-- THE PROBLEM --
Work out how many lines of the listing below hold the word "white", and give that number only.

━━ GIVEN RECORDS

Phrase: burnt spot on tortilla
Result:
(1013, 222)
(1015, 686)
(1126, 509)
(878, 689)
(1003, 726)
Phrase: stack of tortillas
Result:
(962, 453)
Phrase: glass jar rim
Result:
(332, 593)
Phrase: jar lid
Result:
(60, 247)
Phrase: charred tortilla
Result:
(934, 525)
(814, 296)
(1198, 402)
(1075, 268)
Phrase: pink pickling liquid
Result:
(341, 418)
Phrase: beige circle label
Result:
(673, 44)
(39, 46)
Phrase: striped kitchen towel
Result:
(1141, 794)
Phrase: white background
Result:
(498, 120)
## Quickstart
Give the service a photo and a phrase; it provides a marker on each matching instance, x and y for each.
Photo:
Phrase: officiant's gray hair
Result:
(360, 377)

━━━━
━━ GIVEN RECORDS

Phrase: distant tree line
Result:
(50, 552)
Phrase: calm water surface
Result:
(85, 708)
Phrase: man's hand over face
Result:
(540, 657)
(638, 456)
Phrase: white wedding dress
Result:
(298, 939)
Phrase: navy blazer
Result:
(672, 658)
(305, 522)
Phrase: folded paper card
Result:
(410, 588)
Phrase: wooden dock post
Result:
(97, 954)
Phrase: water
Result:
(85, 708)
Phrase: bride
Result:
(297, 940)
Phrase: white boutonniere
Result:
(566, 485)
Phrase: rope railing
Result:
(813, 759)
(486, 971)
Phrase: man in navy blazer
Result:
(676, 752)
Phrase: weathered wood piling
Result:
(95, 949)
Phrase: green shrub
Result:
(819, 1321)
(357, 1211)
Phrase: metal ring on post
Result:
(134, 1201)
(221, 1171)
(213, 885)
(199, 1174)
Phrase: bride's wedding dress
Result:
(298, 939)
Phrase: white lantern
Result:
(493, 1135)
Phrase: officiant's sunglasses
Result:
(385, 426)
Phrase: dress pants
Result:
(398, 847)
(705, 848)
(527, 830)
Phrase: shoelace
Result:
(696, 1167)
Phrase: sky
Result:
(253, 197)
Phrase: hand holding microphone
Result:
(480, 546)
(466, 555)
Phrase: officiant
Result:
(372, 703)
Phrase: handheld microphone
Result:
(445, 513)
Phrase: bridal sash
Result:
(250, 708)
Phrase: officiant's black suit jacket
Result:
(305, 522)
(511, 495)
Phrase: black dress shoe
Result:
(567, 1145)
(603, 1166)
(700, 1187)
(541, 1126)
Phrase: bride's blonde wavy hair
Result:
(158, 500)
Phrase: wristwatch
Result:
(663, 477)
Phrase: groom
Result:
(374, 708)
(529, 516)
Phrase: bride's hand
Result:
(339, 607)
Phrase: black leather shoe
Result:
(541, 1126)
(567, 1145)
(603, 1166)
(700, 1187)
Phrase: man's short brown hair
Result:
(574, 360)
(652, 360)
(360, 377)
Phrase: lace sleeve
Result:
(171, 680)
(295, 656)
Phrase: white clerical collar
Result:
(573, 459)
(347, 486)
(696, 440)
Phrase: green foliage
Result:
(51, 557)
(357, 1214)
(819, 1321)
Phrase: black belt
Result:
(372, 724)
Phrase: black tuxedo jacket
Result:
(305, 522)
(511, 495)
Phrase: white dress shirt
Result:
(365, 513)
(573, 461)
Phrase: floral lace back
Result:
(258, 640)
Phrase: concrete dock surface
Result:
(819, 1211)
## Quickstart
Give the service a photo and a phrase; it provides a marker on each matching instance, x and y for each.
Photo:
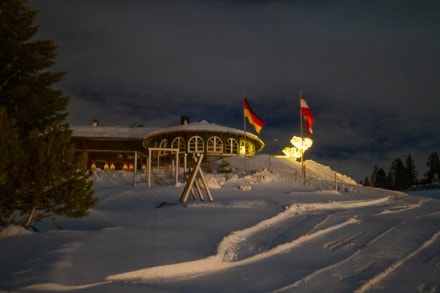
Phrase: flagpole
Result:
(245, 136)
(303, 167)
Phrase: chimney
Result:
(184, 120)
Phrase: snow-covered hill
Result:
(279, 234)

━━━━

-- FINAL ANSWER --
6